Requirements: Locate every line in the records below that contains the string "post", treating uppercase and lowercase as different, and copy each of those lines.

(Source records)
______________________________
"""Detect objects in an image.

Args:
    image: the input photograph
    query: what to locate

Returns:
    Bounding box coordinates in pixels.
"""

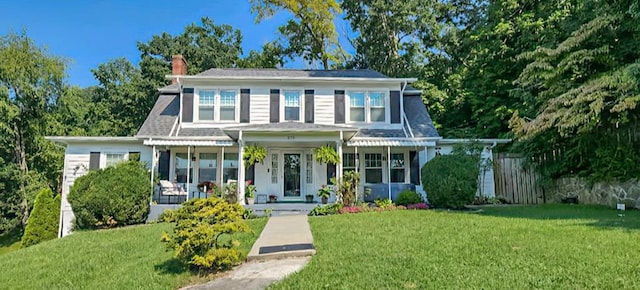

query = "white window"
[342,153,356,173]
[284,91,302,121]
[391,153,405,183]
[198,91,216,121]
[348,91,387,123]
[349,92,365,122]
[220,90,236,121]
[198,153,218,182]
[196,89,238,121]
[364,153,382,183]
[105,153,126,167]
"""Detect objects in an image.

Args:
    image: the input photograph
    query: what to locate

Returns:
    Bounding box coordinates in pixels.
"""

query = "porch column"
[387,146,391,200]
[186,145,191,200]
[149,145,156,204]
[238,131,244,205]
______________________________
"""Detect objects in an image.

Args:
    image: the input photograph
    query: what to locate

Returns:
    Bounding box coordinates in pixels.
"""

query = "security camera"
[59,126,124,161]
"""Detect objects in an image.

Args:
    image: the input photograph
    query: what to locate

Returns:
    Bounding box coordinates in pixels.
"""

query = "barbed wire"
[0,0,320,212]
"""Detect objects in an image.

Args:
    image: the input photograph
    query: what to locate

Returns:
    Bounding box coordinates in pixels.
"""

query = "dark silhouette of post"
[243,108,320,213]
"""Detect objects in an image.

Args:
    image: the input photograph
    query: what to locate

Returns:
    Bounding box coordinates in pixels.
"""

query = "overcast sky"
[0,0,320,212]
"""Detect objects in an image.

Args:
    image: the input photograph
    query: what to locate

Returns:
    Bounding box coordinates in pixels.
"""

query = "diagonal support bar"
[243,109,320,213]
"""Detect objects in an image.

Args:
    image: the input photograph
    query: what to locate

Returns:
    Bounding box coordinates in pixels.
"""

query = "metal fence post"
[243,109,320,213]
______________________________
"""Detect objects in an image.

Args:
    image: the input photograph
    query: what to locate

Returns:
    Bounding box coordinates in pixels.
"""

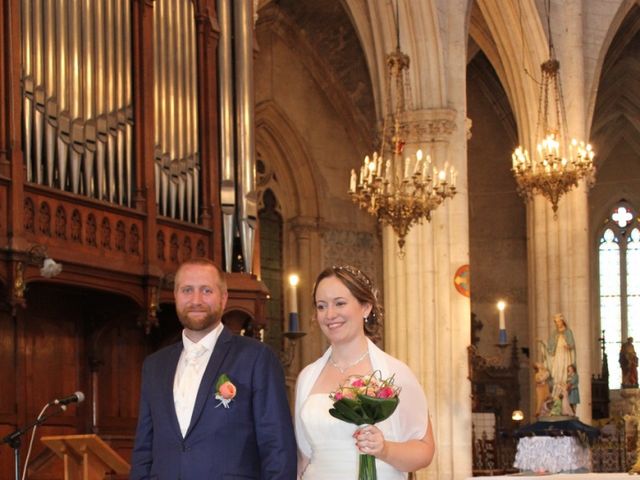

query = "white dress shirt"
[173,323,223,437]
______________________________
Output:
query = "dark silhouette of post"
query = "metal fence post"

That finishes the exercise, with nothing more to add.